*Page text*:
JOS ToTaLe text analyser

This Web service annotates Slovene text with JOS morphosyntactic descriptions and lemmas and returns the result. You can type or paste the input into the text window, or upload a plain text file, which should use UTF-8 for character encoding.

The output file is in a format appropriate for CWB or SketchEngine, i.e. a tabular file, where each line is either an XML tag (<div>, <p>, <s> or </div>, </p>, </s>) or an annotated token. Each line with a token has three fields, separated by the TAB character. The first is the token as it appears in the text, the second the JOS morphosyntactic description (MSD), and the third the word lemma. For punctuation, the MSD and lemma fields are identical to the token. Note that the MSDs are currently available only in the Slovene localisation, e.g. Sometn, meaning samostalnik, vrsta = občno_ime, spol = moški, število = ednina, sklon = tožilnik, živost = ne. The MSDs can be converted into various other formats with the help of the JOS MSD conversion tables.

*Directive 1*: Copy the records below line for line, leaving out the pictures.

*Material for the task*:
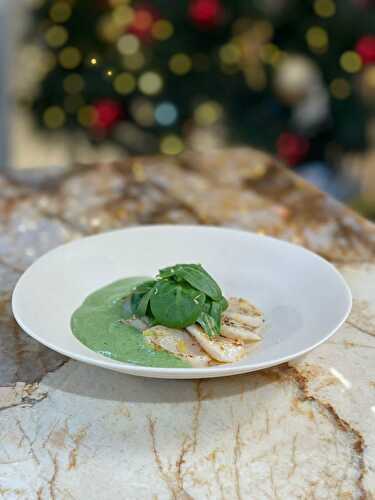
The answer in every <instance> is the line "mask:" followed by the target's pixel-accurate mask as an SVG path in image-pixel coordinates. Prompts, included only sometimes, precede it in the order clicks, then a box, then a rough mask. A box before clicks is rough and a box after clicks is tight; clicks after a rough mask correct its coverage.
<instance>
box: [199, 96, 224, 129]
mask: <svg viewBox="0 0 375 500" xmlns="http://www.w3.org/2000/svg"><path fill="white" fill-rule="evenodd" d="M222 114H223V109H222V107H221V106H220V104H219V103H217V102H216V101H207V102H204V103H202V104H200V105H199V106H198V107H197V108H196V110H195V111H194V120H195V121H196V123H197V125H199V126H200V127H208V126H209V125H213V124H214V123H215V122H217V121H218V120H219V119H220V118H221V116H222Z"/></svg>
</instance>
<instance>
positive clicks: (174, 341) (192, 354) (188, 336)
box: [143, 325, 212, 368]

*Directive 2*: According to the text analyser page, how many fields does each token line in the output file have, and what separates them?

*Worked solution 1*:
The answer in every <instance> is the line "mask:" followed by the target's pixel-accurate mask as an SVG path in image-pixel coordinates. Prompts, included only sometimes, precede it in the order clicks, then a box, then a rough mask. A box before clicks is rough and a box after clicks is tight; clicks after a rough mask correct its coverage.
<instance>
box: [199, 96, 224, 129]
mask: <svg viewBox="0 0 375 500" xmlns="http://www.w3.org/2000/svg"><path fill="white" fill-rule="evenodd" d="M222 114H223V109H222V107H221V106H220V104H219V103H217V102H216V101H207V102H204V103H202V104H200V105H199V106H198V107H197V108H196V110H195V111H194V120H195V121H196V123H197V125H199V126H200V127H208V126H209V125H213V124H214V123H215V122H217V121H218V120H219V119H220V118H221V116H222Z"/></svg>
</instance>
<instance>
positive clicks: (174, 341) (192, 354) (188, 336)
box: [143, 325, 212, 368]

*Worked solution 2*: Each token line has three fields, separated by the TAB character.